───── Records for processing ─────

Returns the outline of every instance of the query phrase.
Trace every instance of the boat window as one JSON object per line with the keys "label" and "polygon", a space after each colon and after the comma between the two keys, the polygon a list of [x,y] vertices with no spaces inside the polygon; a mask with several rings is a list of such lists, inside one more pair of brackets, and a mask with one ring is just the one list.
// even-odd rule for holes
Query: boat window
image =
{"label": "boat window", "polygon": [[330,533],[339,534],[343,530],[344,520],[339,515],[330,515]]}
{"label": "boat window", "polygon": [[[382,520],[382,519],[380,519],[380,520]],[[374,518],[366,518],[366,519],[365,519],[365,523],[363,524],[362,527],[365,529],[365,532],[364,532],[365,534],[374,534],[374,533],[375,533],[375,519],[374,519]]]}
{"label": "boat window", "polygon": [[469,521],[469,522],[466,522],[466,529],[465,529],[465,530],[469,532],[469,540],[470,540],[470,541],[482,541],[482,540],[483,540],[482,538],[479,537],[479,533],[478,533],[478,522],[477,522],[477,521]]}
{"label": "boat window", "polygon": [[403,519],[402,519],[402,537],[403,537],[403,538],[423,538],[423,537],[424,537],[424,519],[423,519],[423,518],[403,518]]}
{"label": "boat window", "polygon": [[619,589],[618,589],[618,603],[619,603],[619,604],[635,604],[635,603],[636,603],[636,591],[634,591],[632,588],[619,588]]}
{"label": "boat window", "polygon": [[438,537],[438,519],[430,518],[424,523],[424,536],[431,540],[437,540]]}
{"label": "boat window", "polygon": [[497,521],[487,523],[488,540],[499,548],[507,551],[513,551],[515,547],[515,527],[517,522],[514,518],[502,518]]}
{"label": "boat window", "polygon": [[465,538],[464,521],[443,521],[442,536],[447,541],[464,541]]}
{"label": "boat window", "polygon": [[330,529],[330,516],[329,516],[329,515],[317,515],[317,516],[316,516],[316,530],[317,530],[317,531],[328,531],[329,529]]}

─────

**Work instruction**: Write the data out again. Match it exactly.

**Result of the task**:
Returns the outline of every instance of the query phrase.
Trace every instance of the boat window as one JSON object per line with the keys "label" and "polygon", a space after each colon and after the comma between the two keys, the polygon a list of [x,y] vertices with no spaces inside the polygon; a mask with several rings is a list of such lists, inside one more pair of brackets, and a mask with one ring is just the one list.
// even-odd rule for holes
Query: boat window
image =
{"label": "boat window", "polygon": [[330,533],[339,534],[343,530],[344,520],[339,515],[330,515]]}
{"label": "boat window", "polygon": [[[382,520],[382,519],[380,519],[380,520]],[[374,518],[366,518],[366,519],[365,519],[365,523],[363,524],[362,527],[365,529],[365,532],[364,532],[365,534],[374,534],[374,533],[375,533],[375,519],[374,519]]]}
{"label": "boat window", "polygon": [[469,521],[469,522],[466,522],[466,529],[465,529],[465,530],[469,532],[469,540],[470,540],[470,541],[482,541],[482,540],[483,540],[482,538],[479,537],[479,533],[478,533],[478,522],[477,522],[477,521]]}
{"label": "boat window", "polygon": [[403,519],[402,519],[402,537],[403,537],[403,538],[423,538],[423,537],[424,537],[424,519],[423,519],[423,518],[403,518]]}
{"label": "boat window", "polygon": [[619,589],[618,589],[618,603],[619,603],[619,604],[635,604],[635,603],[636,603],[636,591],[634,591],[632,588],[619,588]]}
{"label": "boat window", "polygon": [[438,537],[438,519],[430,518],[424,523],[424,536],[431,540],[437,540]]}
{"label": "boat window", "polygon": [[497,521],[487,523],[488,540],[499,548],[507,551],[513,551],[515,547],[515,527],[517,522],[514,518],[502,518]]}
{"label": "boat window", "polygon": [[465,538],[464,521],[443,521],[442,536],[447,541],[464,541]]}
{"label": "boat window", "polygon": [[330,529],[330,516],[329,516],[329,515],[317,515],[317,516],[316,516],[316,530],[317,530],[317,531],[328,531],[329,529]]}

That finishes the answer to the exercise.